**Compiti da svolgere**
1. Trascrivi fedelmente l'articolo sulla Bhagavadgītā al Grande Teatro di Lido Adriano, tra "A interpretare i" e "sviluppato il progetto?", estremi inclusi.
2. Scrivi soltanto il numero delle righe che contengono la stringa "daisy".

Intervista a Lanfranco Moder Vicari, co-direttore artistico del Grande Teatro di Lido Adriano che porta in scena il poema indù
Un inno alla pace, un rito collettivo; quello di un teatro che continua ad interrogarsi sulle motivazioni da cui scaturiscono le guerre attraverso la riflessione induista, passando per Simone Weil. Un coro capace di incrociare le suggestioni sonore orientali a quelle del rap che “come una bacchetta incantata dirige la marea”.
Le energie maturate nell’ambito del Cisim di Lido Adriano, trasformatesi, a partire dal 2023, grazie ai direttori artistici Luigi Dadina e Lanfranco Moder Vicari e al drammaturgo algerino Tahari Lamri, in un’esperienza di teatro comunitario, giungono al terzo anno di vita, portando in scena la Bhagavadgītā, Il canto del divino, testo sacro indiano composto in sanscrito tra il III secolo a.C. e il I secolo d.C.

Un poema epico in circa 700 versi che parla di senso del dovere e necessità di distacco dai desideri personali, focalizzato sul dialogo tra il Krishna, divinità suprema, e il guerriero Arjuna, nel momento in cui questi sta per iniziare il combattimento contro la fazione nemica, nella Battaglia di Kuruksetra, dove dovrà uccidere anche membri della sua stessa famiglia che sono tuttavia usurpatori.
A interpretare i due personaggi, non sono stati scelti due attori ma la stessa comunità teatrale composta da 80 persone, attori professionisti e non, di ogni nazionalità, età e background culturale, guidati secondo le modalità attinte dalla pluridecennale esperienza del Teatro delle Albe di Marco Martinelli ed Ermanna Montanari. Il lavoro finale è frutto di un’intensa attività laboratoriale dove i ruoli tra chi dirige e viene diretto sfumano sempre di più, come racconta Lanfranco Moder Vicari, che abbiamo intervistato in occasione del debutto il primo giugno scorso.
Come è nata l’idea di portare in scena la Bhagavadgītā e come si è sviluppato il progetto?
L.M.V.: “Il testo è stato scelto dal regista Luigi Dadina e dal drammaturgo Tahar Lamri durante il debutto dello spettacolo dell’anno scorso, il Panchatantra, che era una raccolta di favole in lingua indiana poi tradotta in arabo. Questo invece è un testo sacro che Tahar ha riscritto in alcune parti per renderlo più accessibile. Dopodiché tra noi è iniziato un carteggio e il progetto è maturato in corso, concomitante alle novità che stavano accadendo all’interno della comunità del Grande Teatro.

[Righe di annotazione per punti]
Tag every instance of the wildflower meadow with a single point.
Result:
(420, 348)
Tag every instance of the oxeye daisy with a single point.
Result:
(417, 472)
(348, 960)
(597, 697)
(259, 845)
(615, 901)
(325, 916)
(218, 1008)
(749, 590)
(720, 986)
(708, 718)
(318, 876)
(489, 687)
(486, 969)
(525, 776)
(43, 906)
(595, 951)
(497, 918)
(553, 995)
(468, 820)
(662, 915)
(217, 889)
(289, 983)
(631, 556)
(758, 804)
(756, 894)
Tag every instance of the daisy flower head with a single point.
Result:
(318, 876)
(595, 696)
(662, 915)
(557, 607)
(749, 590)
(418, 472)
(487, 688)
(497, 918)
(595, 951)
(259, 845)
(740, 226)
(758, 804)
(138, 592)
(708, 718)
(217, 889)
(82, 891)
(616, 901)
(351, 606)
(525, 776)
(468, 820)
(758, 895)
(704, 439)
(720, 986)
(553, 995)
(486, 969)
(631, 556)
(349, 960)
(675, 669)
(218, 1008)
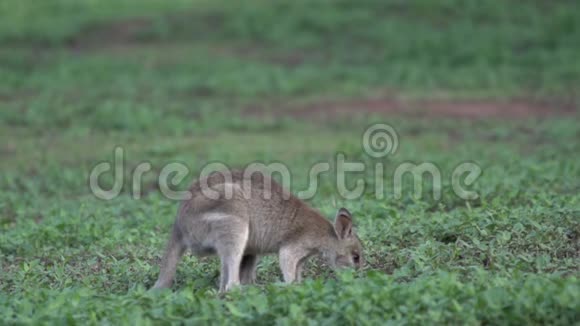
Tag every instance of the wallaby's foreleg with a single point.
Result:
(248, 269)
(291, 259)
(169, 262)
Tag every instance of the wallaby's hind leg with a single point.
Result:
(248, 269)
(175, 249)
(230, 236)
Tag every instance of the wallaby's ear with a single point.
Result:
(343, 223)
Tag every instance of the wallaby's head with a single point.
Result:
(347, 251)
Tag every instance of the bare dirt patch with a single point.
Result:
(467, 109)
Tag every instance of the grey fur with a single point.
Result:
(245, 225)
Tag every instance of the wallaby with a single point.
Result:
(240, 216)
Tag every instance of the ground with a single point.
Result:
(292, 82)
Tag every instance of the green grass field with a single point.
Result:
==
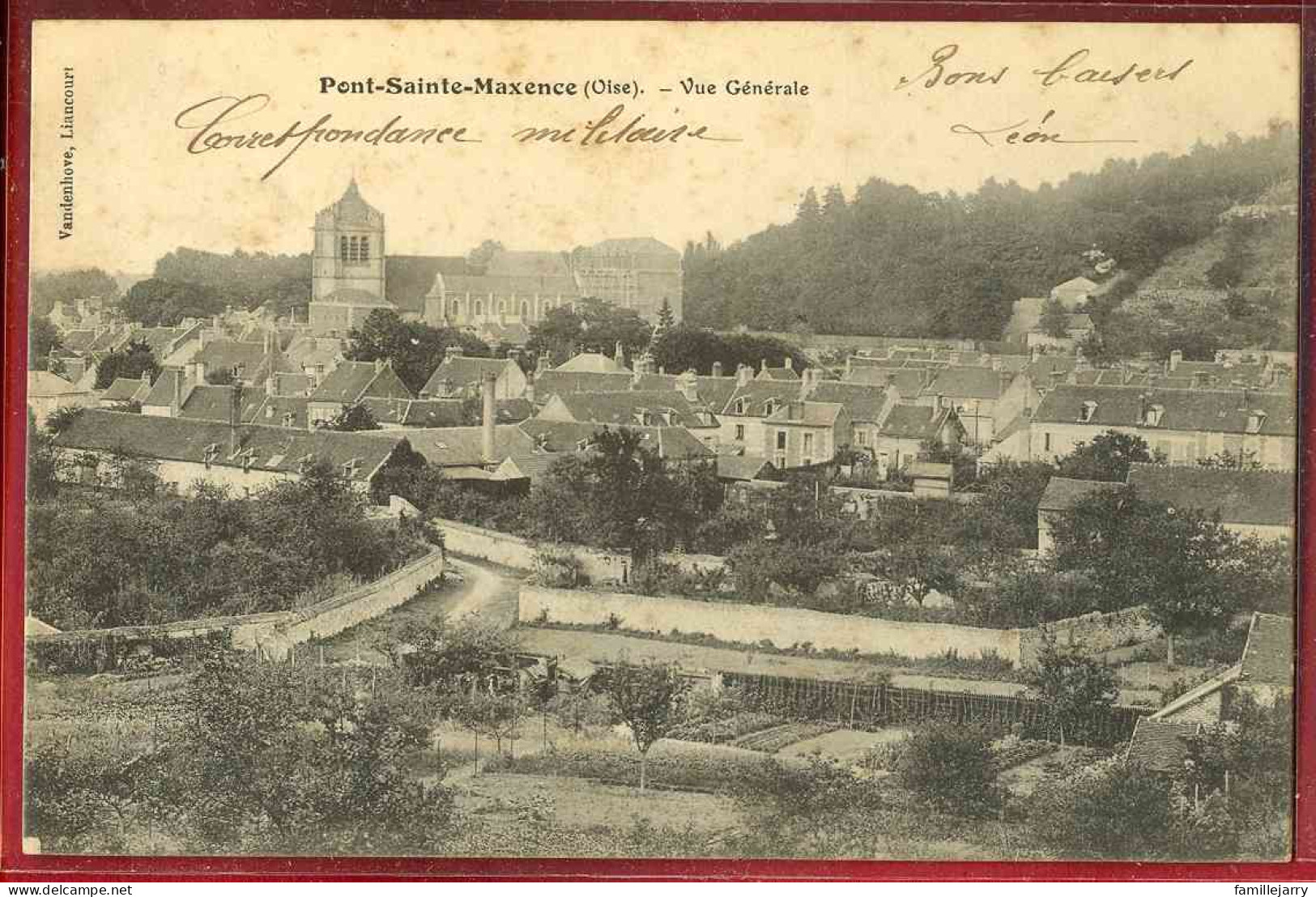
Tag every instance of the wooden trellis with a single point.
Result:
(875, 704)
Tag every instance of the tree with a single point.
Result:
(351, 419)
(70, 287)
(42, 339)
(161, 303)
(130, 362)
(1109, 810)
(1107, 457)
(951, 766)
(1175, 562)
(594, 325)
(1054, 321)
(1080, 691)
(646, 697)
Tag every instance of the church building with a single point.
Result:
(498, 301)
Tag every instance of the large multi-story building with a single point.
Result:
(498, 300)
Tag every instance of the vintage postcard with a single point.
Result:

**Risultati dell'esercizio**
1.
A interpretare i due personaggi, non sono stati scelti due attori ma la stessa comunità teatrale composta da 80 persone, attori professionisti e non, di ogni nazionalità, età e background culturale, guidati secondo le modalità attinte dalla pluridecennale esperienza del Teatro delle Albe di Marco Martinelli ed Ermanna Montanari. Il lavoro finale è frutto di un’intensa attività laboratoriale dove i ruoli tra chi dirige e viene diretto sfumano sempre di più, come racconta Lanfranco Moder Vicari, che abbiamo intervistato in occasione del debutto il primo giugno scorso.
Come è nata l’idea di portare in scena la Bhagavadgītā e come si è sviluppato il progetto?

2. 2